WITH DerivedTable AS
(
    SELECT ID
          ,f.value('indexName[1]','nvarchar(max)') AS indexName
          ,f.value('indexValue[1]','nvarchar(max)') AS indexValue
    FROM @tbl AS tbl
    CROSS APPLY tbl.XmlData.nodes('/Document/Indices/IndexField') AS A(f)
)
SELECT ID 
      ,MAX(CASE WHEN indexName='DOCID' THEN indexValue END) AS DOCID
      ,MAX(CASE WHEN indexName='EMPLOYEEID' THEN indexValue END) AS EMPLOYEEID
      ,MAX(CASE WHEN indexName='LASTNAME' THEN indexValue END) AS LASTNAME
      ,MAX(CASE WHEN indexName='FIRSTNAME' THEN indexValue END) AS FIRSTNAME
      ,MAX(CASE WHEN indexName='CITY' THEN indexValue END) AS CITY
      ,MAX(CASE WHEN indexName='STATE' THEN indexValue END) AS [STATE]
FROM DerivedTable
GROUP BY ID

The result

+----+----------+------------+----------+-----------+----------+-----------+
| ID | DOCID    | EMPLOYEEID | LASTNAME | FIRSTNAME | CITY     | STATE     |
+----+----------+------------+----------+-----------+----------+-----------+
| 1  | 49626502 | 248572405  | BROWN    | RALPH     | PORTLAND | OR        |
+----+----------+------------+----------+-----------+----------+-----------+
| 2  | 2222 id  | 2222 emp   | 222 last | 222 first | 222 city | 222 state |
+----+----------+------------+----------+-----------+----------+-----------+

UPDATE

You would reach the same with normal PIVOT:

WITH DerivedTable AS
(
    SELECT ID
          ,f.value('indexName[1]','nvarchar(max)') AS indexName
          ,f.value('indexValue[1]','nvarchar(max)') AS indexValue
    FROM @tbl AS tbl
    CROSS APPLY tbl.XmlData.nodes('/Document/Indices/IndexField') AS A(f)

• **RECORD EXTRACTS**
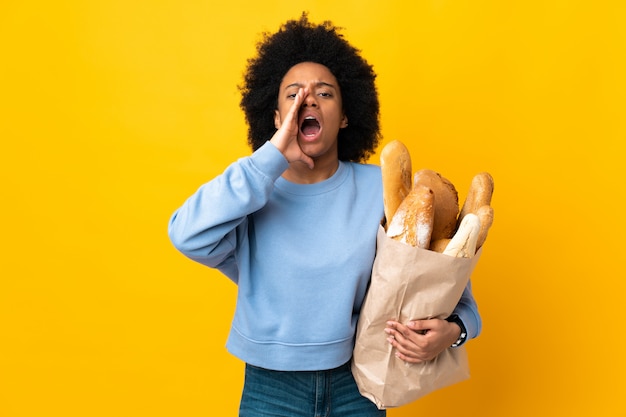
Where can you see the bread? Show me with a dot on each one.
(395, 165)
(485, 215)
(439, 245)
(413, 221)
(463, 243)
(478, 195)
(446, 204)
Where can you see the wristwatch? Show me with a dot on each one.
(463, 336)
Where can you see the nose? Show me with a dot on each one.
(310, 101)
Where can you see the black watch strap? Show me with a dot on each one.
(463, 336)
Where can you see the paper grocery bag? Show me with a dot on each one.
(407, 283)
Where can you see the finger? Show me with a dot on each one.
(404, 352)
(292, 115)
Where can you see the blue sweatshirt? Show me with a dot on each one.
(301, 255)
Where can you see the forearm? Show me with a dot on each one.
(207, 220)
(467, 310)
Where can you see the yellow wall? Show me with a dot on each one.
(112, 112)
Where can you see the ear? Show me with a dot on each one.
(277, 121)
(344, 121)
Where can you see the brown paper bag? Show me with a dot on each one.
(407, 283)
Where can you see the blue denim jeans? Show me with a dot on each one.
(330, 393)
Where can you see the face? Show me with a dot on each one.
(321, 114)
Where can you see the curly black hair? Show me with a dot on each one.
(302, 41)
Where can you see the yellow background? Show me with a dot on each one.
(112, 112)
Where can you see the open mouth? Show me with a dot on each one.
(310, 126)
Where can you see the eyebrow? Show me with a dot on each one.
(317, 84)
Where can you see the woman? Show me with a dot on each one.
(294, 226)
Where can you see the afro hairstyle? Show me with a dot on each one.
(300, 41)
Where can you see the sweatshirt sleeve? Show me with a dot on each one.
(467, 310)
(204, 228)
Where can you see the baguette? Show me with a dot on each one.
(463, 243)
(478, 195)
(396, 170)
(413, 221)
(439, 245)
(485, 215)
(446, 204)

• **GOAL**
Using the SQL text, answer:
(a) What XML path is passed to nodes() in the CROSS APPLY line?
(b) What LASTNAME does the result show for ID 1?
(c) After "UPDATE", what does the text say would reach the same result?
Answer from the SQL text only, not the data.

• **SOLUTION**
(a) '/Document/Indices/IndexField'
(b) BROWN
(c) Normal PIVOT